● What is needed: Count the lines in the data below that contain the string "green", and give only that number.

--- Data rows ---

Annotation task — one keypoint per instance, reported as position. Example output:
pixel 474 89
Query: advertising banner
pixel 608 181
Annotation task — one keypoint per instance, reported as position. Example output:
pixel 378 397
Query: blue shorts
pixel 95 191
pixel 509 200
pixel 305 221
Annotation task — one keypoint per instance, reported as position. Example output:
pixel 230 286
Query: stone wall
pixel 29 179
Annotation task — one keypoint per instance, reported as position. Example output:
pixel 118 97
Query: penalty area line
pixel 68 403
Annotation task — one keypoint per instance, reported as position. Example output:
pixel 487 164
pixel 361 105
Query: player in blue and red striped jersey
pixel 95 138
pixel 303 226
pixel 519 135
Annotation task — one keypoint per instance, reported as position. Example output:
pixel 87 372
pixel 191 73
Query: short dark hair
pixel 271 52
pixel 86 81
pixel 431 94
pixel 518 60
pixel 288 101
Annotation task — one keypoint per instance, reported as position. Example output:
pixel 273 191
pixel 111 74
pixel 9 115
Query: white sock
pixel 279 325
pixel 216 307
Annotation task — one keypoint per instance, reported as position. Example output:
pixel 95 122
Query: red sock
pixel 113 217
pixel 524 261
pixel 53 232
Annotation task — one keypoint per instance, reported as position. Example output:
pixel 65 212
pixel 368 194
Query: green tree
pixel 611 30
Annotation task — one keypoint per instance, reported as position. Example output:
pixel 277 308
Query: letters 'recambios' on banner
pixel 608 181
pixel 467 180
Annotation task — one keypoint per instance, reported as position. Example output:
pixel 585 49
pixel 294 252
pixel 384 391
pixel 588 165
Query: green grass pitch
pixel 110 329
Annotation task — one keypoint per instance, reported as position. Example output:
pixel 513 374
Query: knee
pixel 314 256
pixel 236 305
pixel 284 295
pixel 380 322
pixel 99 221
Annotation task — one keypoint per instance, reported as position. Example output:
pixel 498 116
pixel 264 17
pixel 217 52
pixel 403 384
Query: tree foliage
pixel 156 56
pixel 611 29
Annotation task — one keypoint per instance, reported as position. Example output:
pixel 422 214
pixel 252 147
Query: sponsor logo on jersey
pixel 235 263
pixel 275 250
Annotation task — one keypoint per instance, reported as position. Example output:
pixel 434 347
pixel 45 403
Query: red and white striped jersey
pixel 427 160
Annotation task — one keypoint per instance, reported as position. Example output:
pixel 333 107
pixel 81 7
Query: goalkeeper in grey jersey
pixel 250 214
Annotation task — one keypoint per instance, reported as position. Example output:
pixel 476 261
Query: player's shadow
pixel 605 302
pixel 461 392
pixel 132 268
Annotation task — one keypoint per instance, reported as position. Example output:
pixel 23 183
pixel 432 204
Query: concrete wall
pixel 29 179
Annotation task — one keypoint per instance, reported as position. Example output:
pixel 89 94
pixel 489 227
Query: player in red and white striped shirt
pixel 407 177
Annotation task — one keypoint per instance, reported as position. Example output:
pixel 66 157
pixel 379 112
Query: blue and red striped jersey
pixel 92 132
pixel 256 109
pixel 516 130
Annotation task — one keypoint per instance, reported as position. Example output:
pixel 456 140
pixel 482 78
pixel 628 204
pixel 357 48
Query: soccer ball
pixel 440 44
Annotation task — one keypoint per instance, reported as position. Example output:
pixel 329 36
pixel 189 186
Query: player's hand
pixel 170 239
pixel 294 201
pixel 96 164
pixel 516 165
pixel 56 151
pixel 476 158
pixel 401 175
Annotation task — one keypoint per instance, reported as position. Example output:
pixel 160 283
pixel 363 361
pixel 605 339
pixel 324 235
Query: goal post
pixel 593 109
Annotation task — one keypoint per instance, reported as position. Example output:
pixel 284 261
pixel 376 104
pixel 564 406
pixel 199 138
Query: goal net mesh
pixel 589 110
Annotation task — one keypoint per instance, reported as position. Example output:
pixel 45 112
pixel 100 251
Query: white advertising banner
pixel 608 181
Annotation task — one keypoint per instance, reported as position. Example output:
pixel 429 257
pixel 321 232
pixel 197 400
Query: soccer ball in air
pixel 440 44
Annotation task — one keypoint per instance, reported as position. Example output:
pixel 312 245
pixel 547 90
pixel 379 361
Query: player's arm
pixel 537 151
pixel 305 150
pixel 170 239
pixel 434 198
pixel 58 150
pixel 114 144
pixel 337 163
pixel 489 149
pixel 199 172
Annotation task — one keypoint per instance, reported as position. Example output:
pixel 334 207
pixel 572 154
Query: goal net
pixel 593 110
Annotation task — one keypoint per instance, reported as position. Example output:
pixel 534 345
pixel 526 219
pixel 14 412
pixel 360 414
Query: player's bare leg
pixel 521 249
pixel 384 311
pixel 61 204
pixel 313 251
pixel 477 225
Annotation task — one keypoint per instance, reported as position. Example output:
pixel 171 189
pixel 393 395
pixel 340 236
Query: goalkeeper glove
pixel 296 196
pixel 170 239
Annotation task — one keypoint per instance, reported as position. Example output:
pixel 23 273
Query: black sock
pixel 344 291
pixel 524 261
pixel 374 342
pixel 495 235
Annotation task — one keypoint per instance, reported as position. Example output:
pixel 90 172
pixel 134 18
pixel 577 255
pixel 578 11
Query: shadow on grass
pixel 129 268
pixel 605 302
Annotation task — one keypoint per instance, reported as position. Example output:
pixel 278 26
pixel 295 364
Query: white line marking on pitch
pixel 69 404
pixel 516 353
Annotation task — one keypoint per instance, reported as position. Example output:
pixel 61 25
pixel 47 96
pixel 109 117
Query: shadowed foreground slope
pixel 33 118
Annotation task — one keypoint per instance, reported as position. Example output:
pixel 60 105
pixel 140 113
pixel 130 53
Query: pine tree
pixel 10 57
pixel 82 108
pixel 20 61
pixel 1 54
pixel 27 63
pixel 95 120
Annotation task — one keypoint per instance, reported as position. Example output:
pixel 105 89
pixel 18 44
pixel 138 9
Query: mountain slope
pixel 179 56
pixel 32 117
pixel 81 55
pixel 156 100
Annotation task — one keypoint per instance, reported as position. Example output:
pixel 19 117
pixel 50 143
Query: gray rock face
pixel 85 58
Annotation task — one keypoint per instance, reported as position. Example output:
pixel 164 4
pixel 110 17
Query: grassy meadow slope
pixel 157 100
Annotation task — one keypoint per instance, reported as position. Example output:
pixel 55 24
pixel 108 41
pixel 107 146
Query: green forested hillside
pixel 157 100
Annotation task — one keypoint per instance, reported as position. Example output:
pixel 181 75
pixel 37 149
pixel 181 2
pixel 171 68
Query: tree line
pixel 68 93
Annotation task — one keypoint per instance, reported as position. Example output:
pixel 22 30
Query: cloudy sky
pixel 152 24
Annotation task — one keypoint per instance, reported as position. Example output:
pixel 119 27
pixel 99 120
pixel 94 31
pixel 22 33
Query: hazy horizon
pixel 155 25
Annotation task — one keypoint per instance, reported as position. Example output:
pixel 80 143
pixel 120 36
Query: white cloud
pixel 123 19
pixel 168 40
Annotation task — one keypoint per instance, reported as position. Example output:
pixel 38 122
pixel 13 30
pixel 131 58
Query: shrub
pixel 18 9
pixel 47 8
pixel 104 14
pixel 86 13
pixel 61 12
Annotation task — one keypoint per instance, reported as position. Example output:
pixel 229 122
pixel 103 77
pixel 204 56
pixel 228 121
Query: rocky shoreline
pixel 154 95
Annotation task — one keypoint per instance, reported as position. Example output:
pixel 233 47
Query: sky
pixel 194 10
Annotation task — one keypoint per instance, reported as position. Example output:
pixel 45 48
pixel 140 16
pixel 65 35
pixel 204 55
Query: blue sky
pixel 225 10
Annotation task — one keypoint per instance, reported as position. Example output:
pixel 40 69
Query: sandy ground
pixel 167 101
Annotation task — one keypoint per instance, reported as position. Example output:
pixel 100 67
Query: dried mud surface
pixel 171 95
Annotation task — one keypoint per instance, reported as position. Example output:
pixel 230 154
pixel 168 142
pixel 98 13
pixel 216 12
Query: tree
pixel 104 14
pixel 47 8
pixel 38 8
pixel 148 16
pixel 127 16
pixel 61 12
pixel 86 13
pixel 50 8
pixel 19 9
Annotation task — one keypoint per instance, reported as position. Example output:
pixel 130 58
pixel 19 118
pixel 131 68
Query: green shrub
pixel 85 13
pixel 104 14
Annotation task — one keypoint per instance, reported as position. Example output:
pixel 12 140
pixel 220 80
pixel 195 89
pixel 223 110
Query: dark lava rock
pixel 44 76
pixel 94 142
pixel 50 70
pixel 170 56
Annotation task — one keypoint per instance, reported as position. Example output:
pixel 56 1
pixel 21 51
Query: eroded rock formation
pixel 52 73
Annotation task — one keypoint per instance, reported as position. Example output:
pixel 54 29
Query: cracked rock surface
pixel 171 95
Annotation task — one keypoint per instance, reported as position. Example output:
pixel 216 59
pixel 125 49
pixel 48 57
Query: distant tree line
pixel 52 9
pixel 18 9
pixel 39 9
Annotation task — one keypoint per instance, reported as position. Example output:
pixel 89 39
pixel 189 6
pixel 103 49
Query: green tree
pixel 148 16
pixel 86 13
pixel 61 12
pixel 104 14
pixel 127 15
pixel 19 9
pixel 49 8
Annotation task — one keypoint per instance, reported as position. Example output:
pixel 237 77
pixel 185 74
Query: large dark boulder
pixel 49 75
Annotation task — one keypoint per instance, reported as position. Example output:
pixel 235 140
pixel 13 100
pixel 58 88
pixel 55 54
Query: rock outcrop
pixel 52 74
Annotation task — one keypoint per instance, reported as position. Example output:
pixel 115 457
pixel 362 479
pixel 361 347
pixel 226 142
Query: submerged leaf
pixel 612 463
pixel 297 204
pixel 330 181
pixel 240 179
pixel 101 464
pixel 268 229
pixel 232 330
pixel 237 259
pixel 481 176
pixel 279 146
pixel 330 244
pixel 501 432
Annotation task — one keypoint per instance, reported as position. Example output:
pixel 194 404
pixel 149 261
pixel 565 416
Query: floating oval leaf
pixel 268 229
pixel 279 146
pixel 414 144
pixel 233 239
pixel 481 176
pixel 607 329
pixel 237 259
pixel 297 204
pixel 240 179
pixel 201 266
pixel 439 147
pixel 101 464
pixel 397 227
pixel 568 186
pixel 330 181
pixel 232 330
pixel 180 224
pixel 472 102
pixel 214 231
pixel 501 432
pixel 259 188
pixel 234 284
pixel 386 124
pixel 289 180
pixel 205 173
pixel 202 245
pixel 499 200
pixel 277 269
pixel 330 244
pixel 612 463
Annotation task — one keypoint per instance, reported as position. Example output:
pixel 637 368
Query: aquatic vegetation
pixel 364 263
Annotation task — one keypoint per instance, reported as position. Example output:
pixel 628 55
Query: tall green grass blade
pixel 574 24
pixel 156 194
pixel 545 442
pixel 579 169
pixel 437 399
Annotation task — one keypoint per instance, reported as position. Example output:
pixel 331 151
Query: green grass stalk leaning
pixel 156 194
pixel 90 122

---

● The result: 7